--- start ---
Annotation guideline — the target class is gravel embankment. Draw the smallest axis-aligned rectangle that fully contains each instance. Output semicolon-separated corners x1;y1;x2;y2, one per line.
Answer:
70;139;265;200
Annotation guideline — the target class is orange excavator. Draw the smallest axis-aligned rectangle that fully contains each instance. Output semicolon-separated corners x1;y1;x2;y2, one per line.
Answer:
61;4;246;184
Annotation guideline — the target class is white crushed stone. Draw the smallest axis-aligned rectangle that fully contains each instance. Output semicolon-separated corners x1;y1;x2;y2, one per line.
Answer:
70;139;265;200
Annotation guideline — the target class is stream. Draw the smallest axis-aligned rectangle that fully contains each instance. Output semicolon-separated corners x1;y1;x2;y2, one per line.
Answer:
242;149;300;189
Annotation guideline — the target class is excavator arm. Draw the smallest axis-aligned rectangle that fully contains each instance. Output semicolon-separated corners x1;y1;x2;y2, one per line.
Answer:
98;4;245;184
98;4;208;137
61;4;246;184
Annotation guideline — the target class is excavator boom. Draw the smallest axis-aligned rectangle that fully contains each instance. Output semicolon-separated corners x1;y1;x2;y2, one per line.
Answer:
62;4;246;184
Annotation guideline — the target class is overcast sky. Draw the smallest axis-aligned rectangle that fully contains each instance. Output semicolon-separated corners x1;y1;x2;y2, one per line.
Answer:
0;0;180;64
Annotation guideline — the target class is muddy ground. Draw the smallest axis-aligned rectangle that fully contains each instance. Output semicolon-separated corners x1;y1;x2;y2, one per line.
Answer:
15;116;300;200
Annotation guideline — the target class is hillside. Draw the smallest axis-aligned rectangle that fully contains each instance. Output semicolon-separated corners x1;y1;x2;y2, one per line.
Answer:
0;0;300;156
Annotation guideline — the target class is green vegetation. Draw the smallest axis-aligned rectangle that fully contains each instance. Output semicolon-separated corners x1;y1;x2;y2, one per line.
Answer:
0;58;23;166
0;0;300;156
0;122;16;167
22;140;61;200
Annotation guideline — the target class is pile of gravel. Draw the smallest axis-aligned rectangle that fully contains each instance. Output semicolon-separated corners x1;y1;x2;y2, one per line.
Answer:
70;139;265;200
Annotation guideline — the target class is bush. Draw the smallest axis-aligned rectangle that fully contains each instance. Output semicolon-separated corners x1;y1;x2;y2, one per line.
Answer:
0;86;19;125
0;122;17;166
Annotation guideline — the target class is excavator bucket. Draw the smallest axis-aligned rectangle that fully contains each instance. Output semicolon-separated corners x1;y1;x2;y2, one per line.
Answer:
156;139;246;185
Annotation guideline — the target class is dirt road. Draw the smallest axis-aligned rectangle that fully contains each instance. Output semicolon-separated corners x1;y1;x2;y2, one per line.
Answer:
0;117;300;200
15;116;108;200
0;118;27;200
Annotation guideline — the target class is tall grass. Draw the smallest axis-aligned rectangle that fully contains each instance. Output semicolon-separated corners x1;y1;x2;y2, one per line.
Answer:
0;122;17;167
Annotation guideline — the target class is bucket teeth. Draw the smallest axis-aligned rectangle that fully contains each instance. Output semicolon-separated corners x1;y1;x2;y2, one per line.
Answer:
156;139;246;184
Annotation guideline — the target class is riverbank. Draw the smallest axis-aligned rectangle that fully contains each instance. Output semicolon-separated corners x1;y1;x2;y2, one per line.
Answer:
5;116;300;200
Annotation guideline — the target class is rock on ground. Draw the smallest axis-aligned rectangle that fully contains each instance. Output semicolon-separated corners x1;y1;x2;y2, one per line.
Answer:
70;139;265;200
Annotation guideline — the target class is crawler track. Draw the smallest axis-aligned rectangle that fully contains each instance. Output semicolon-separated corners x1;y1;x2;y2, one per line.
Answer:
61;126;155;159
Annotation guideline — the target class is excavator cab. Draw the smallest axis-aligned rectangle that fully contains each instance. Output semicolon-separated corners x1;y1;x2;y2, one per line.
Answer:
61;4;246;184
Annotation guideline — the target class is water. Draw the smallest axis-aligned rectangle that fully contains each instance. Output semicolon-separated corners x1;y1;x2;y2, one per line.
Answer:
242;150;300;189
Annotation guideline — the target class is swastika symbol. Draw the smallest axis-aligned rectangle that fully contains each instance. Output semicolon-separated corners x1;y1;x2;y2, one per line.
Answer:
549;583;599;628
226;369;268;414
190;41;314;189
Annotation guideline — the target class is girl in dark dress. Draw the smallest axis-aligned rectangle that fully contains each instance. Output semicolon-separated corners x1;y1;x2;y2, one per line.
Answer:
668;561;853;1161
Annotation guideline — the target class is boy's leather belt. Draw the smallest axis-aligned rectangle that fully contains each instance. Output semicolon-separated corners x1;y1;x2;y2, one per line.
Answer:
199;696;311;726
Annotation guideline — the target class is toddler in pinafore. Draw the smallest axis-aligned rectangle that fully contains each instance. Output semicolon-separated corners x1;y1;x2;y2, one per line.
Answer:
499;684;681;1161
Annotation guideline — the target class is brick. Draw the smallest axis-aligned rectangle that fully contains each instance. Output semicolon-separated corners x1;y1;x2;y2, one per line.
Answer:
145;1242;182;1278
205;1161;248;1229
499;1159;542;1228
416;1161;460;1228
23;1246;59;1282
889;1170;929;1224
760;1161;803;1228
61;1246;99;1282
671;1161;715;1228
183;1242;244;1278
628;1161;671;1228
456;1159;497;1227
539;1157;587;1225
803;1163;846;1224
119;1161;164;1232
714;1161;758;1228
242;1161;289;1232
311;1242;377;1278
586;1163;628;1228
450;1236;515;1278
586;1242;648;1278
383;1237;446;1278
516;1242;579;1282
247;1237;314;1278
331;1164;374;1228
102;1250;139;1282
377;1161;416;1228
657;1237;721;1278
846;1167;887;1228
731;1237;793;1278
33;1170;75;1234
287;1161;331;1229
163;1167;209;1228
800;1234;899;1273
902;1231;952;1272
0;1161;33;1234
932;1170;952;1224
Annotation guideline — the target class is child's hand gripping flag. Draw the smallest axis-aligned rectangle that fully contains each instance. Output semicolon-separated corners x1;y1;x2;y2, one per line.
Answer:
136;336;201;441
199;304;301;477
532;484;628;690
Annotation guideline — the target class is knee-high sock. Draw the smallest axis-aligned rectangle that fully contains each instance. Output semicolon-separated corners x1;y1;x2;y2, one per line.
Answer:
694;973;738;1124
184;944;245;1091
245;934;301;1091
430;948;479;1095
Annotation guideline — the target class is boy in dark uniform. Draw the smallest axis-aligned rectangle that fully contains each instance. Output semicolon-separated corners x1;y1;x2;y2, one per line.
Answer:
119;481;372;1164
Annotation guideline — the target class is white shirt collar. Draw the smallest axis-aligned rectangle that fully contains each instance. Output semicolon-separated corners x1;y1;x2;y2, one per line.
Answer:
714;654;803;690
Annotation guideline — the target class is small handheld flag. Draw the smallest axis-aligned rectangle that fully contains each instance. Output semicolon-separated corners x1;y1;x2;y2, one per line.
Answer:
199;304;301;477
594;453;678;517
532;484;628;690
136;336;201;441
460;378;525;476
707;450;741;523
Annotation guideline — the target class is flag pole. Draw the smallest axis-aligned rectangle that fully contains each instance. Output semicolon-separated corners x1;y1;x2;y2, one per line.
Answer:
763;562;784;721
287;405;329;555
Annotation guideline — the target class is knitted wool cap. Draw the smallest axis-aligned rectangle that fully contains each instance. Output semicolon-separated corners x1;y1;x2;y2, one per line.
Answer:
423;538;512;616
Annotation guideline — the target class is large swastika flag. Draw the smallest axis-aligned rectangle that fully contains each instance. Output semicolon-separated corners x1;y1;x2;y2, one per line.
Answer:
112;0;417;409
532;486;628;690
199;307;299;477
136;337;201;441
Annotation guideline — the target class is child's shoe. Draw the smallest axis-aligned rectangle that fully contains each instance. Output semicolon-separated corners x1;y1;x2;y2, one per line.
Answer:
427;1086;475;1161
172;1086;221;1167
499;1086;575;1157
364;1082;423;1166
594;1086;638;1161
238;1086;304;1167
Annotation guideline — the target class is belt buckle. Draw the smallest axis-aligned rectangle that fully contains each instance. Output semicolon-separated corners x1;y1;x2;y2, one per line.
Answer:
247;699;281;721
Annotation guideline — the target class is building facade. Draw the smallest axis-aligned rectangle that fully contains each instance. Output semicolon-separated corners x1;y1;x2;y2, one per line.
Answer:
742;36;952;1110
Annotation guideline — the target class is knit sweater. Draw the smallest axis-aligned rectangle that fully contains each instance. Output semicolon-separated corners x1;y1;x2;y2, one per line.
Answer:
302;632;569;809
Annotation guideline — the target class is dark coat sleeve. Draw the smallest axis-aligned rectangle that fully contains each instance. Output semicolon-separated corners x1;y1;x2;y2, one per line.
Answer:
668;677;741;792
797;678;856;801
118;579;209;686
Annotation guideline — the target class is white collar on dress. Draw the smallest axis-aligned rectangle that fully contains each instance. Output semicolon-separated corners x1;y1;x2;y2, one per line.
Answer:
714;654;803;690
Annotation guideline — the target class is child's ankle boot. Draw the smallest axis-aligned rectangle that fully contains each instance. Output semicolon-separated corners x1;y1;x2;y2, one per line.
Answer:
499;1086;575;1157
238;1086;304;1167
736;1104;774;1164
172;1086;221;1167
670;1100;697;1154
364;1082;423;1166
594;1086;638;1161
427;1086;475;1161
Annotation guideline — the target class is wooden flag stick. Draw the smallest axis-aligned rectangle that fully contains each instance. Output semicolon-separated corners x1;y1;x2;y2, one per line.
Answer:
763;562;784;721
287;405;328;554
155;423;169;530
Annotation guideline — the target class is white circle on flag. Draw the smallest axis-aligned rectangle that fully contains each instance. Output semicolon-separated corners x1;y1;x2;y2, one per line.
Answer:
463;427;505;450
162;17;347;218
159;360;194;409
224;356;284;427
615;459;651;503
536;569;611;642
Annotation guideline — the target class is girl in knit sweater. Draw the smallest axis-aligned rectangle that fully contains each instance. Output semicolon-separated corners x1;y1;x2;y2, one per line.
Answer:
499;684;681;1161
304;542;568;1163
--- end ---
● **Your instructions**: Write out again, unchanged, the lines of the items above, starting with the line that contains "Annotation guideline — the target class is dark" and going on through the line that contains "118;579;209;686", with both of those lines included.

● **Finished answer**:
Annotation guideline — the target class is dark coat sleeve. Draw the smallest axis-aligned rectangle that fully contains each instance. Output semicolon-separated corners x1;y1;x2;y2, one per line.
Answer:
668;677;741;792
797;678;856;801
118;579;209;686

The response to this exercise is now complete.